▸ Aim of the exercise
Can you copy word for word the part of the article on the Lance Armstrong doping accusations that opens with the words containing "The USADA, who" and closes with "regards to competitions."?

▸ Exercise text

14:01 11 October 2012
Seven-time winner of the Tour de France, Lance Armstrong, has been accused of being the leader of a pro-doping group in the “the most sophisticated, professionalised and successful doping programme that sport has ever seen”, according to the United States Anti-Doping Agency (USADA).
The American cyclist, aged 41, who was charged for doping offences between 1998 and 2005, now faces claims from 26 witnesses - with 11 people being fellow team members belonging to the US Postal Service team. The USADA have reportedly praised the riders for their honesty.
The USADA, who label Armstrong a cheat, put the findings of the lengthy investigation, which is understood to have been a two year inquiry, in the public domain on Wednesday. This came alongside a statement from the International Cycling Union (UCI) who said they will review the information.
Having already received a ban from cycling off the USADA, and having his seven titles from Tour de France stripped, the UCI is expected to pass their decision in the coming weeks, as reported by the BBC. They will decide whether to appeal against the USADA or agree to ban and strip Armstrong with regards to competitions.

▸ Given records
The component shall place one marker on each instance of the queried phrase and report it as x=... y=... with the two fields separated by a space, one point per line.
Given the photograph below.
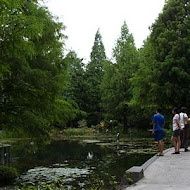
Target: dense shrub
x=7 y=173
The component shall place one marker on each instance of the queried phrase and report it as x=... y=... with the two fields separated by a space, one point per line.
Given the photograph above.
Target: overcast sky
x=82 y=19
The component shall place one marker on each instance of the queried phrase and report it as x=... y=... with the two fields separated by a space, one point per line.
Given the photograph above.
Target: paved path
x=169 y=172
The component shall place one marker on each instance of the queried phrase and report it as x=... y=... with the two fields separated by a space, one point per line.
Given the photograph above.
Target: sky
x=83 y=18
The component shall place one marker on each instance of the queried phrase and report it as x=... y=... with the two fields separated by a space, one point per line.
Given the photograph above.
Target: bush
x=7 y=173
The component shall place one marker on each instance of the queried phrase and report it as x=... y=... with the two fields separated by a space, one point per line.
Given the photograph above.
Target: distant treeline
x=42 y=88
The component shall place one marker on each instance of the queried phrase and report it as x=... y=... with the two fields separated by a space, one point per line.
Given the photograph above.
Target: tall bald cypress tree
x=170 y=39
x=94 y=73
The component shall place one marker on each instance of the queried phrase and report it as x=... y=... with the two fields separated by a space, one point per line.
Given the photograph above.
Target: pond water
x=80 y=163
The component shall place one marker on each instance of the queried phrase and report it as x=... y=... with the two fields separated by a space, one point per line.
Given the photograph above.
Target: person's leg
x=161 y=146
x=185 y=138
x=178 y=143
x=182 y=138
x=174 y=142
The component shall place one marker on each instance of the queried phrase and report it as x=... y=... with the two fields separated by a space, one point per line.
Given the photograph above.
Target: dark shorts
x=158 y=135
x=176 y=133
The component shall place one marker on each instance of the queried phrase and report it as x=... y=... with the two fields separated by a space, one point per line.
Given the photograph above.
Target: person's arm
x=178 y=121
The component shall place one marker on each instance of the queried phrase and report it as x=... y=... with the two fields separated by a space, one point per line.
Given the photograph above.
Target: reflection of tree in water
x=105 y=162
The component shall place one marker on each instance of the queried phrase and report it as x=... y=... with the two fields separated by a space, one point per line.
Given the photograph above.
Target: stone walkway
x=168 y=172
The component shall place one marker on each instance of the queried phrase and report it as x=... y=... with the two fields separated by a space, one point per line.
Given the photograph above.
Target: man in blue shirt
x=158 y=124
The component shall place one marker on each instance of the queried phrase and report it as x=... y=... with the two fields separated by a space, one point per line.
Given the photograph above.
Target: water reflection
x=77 y=162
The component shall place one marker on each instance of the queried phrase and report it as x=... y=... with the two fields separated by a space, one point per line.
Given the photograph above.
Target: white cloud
x=82 y=19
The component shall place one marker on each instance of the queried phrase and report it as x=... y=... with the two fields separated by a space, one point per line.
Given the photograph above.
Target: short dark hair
x=159 y=110
x=183 y=109
x=176 y=110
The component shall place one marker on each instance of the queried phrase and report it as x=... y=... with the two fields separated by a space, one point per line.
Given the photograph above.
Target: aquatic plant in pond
x=68 y=162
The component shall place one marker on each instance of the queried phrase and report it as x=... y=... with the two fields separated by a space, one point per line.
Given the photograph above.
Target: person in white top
x=184 y=128
x=176 y=131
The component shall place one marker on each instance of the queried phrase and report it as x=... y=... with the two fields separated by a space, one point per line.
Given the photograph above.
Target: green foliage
x=116 y=84
x=94 y=73
x=33 y=71
x=79 y=131
x=7 y=174
x=169 y=38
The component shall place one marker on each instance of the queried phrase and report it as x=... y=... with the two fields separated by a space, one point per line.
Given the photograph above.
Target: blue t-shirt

▸ Response below
The USADA, who label Armstrong a cheat, put the findings of the lengthy investigation, which is understood to have been a two year inquiry, in the public domain on Wednesday. This came alongside a statement from the International Cycling Union (UCI) who said they will review the information.
Having already received a ban from cycling off the USADA, and having his seven titles from Tour de France stripped, the UCI is expected to pass their decision in the coming weeks, as reported by the BBC. They will decide whether to appeal against the USADA or agree to ban and strip Armstrong with regards to competitions.